[Document section]:
Transactions across shards — distributed transactions are slow and complex (two-phase commit).

The rule: don't shard until you have to. Vertical scaling and read replicas solve most problems. Shard when a single machine can't hold your data or handle your write throughput.

Consistent Hashing

With simple hash-based sharding (hash(key) % num_shards), adding or removing a shard remaps almost every key. If you go from 4 shards to 5, roughly 80% of your data needs to move. That's a nightmare at scale.

Hash Ring Structure

Both approaches use the same hash function (e.g., MD5, murmur3) to hash the key. The difference is what happens after:

Naive modulo: hash(key) % num_nodes — the result is tied to the number of nodes. Change the node count and almost every key remaps.
Hash ring: the hash maps to a fixed position on a circle. Nodes also sit on the circle. Each node owns the range from the previous node's position to its own.

Consistent hashing arranges all possible hash values in a circle (ring) from 0 to 2³²-1. Both keys and nodes are hashed onto this ring:

           0
         /   \
       N1      N3
      /           \
     |      ring    |
      \           /
       N2      N4
         \   /
         2³²-1

Each node owns a range — all keys from the previous node (clockwise) up to itself. To find which node owns a key: hash the key, walk clockwise on the ring until you hit a node. That node owns the key.

Example (ring 0 to 200):
  N1 at position 50   → owns range (150, 50]  (wraps around from N4)

[What is being asked]: Please copy the sharding text above word for word, from "The rule: don't" up to and including "to its own.".

[Items]:
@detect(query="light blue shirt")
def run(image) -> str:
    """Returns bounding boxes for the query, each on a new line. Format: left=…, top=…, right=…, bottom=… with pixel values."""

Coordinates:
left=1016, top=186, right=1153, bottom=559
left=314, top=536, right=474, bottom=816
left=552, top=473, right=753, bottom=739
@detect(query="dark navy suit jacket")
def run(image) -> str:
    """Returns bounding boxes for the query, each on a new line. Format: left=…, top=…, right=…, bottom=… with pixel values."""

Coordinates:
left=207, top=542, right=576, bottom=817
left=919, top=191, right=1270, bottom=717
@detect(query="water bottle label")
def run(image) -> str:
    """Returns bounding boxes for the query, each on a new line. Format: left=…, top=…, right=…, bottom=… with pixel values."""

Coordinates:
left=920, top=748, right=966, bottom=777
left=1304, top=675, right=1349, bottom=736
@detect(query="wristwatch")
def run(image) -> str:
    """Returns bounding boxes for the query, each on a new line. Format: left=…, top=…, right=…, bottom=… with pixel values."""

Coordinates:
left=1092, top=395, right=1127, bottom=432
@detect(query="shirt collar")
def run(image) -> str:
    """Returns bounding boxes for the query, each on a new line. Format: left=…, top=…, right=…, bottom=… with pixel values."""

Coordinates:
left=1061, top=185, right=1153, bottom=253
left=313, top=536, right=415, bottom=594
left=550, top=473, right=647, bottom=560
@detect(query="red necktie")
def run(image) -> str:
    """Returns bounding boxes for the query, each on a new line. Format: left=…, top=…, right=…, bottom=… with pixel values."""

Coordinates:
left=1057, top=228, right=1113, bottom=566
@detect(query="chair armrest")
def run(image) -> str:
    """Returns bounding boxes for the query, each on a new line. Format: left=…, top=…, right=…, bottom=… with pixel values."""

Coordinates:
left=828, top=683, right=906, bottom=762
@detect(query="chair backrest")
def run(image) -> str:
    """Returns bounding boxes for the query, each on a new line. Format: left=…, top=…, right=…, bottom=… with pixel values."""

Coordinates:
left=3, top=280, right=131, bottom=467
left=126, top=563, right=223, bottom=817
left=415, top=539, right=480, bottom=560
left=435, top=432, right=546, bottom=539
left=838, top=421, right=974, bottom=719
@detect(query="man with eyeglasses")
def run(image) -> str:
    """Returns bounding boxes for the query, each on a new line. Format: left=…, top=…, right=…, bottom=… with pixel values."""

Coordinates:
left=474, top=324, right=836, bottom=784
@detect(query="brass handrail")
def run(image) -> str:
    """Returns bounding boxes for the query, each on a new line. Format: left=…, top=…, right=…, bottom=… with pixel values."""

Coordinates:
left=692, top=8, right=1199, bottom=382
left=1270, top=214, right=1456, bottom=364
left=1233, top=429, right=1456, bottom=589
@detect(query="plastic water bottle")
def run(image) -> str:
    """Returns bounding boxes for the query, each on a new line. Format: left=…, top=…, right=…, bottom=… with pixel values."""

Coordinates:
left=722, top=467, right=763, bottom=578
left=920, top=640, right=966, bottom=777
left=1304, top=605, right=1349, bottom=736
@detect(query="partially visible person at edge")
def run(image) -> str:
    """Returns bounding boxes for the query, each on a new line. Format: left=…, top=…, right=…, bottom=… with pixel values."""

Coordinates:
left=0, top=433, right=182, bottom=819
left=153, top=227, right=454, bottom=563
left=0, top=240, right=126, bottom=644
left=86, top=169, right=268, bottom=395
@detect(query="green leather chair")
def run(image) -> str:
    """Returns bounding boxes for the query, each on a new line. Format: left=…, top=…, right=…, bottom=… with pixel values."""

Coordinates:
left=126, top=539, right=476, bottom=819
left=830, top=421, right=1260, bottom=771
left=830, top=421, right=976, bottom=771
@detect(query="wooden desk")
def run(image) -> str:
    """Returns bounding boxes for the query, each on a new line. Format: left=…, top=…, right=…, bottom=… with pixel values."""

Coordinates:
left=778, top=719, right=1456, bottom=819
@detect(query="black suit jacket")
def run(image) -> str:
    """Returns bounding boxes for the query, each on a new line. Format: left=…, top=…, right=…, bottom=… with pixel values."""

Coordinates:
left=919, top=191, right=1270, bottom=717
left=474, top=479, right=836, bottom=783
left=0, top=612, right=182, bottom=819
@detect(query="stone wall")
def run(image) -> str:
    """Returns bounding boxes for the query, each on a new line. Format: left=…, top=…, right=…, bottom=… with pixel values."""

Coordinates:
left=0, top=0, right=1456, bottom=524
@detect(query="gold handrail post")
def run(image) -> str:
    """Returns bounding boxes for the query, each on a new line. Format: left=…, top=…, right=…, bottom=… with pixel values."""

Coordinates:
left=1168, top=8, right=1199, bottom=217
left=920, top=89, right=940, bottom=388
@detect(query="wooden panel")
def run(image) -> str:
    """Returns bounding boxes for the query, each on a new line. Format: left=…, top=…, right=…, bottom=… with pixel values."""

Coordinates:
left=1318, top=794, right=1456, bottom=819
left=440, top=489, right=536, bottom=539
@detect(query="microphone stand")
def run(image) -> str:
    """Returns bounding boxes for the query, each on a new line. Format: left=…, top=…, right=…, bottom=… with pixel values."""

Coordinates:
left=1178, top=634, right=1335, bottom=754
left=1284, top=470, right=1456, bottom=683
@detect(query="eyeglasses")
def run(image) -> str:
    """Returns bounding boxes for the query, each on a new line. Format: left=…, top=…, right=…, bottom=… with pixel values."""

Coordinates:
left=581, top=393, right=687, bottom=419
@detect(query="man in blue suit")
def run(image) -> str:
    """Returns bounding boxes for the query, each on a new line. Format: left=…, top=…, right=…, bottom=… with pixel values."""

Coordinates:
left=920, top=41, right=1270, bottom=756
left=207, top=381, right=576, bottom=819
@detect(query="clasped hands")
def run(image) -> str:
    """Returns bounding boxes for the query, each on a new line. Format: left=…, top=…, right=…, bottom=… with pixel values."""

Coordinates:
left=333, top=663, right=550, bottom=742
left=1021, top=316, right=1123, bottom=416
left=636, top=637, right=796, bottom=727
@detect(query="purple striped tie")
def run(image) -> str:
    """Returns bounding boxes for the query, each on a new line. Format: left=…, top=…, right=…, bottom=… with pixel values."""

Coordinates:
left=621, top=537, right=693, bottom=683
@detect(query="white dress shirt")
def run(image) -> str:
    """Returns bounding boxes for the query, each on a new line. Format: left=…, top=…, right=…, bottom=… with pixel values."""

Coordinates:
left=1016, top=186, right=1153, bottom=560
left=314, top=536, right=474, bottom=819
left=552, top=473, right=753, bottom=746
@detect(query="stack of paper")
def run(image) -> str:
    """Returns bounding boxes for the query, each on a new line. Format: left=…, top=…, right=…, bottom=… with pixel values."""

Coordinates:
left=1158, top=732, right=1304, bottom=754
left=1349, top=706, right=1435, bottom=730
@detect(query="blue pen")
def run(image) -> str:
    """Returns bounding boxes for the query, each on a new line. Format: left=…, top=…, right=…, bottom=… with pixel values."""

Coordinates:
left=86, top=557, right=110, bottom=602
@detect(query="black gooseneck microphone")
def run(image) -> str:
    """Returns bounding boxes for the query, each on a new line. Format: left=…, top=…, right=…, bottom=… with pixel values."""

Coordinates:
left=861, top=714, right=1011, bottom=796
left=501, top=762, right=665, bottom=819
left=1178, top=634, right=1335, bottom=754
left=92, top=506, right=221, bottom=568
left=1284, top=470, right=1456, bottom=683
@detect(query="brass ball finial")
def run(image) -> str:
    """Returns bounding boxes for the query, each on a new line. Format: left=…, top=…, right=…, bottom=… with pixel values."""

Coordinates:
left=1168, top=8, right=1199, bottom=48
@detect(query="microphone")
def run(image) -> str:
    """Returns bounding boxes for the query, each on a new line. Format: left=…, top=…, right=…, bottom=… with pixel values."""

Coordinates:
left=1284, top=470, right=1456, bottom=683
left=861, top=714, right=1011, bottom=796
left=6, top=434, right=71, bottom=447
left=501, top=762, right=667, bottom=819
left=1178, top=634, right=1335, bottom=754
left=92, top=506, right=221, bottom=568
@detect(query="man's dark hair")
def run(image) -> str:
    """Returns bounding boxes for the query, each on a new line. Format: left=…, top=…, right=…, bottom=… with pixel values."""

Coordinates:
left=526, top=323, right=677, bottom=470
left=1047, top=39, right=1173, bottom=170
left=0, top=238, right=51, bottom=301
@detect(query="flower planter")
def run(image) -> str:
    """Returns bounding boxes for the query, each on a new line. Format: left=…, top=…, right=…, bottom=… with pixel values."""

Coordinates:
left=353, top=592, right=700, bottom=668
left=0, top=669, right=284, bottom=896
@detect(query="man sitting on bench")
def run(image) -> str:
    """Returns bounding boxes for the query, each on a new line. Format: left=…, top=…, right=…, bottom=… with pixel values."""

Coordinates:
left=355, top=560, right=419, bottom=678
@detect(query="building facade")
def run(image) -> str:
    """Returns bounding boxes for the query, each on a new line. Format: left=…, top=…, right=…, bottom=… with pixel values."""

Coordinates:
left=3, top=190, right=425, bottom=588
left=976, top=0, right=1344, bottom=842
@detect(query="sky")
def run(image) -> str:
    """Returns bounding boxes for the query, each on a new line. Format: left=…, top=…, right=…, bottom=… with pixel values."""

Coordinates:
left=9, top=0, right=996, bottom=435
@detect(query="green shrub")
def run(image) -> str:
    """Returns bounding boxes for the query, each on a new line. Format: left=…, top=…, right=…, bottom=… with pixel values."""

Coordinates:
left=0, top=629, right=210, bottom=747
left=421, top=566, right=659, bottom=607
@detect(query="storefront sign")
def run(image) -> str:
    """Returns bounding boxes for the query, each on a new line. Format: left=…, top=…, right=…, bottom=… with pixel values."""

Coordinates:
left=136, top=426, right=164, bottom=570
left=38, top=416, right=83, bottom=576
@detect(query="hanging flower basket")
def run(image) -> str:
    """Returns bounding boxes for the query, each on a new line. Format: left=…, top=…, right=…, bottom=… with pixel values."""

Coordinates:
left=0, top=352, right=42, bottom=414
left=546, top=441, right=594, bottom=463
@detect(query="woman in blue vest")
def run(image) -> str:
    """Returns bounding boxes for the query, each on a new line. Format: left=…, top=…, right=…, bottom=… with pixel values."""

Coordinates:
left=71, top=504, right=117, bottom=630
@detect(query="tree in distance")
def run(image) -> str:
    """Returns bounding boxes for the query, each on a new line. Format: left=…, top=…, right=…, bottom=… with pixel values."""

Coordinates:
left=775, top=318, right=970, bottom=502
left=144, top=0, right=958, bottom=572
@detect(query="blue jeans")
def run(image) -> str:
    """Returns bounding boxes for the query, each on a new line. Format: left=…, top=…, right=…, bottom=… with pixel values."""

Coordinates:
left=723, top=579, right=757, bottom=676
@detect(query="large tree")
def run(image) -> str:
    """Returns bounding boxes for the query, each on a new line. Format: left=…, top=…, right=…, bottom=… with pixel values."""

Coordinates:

[Output below]:
The rule: don't shard until you have to. Vertical scaling and read replicas solve most problems. Shard when a single machine can't hold your data or handle your write throughput.

Consistent Hashing

With simple hash-based sharding (hash(key) % num_shards), adding or removing a shard remaps almost every key. If you go from 4 shards to 5, roughly 80% of your data needs to move. That's a nightmare at scale.

Hash Ring Structure

Both approaches use the same hash function (e.g., MD5, murmur3) to hash the key. The difference is what happens after:

Naive modulo: hash(key) % num_nodes — the result is tied to the number of nodes. Change the node count and almost every key remaps.
Hash ring: the hash maps to a fixed position on a circle. Nodes also sit on the circle. Each node owns the range from the previous node's position to its own.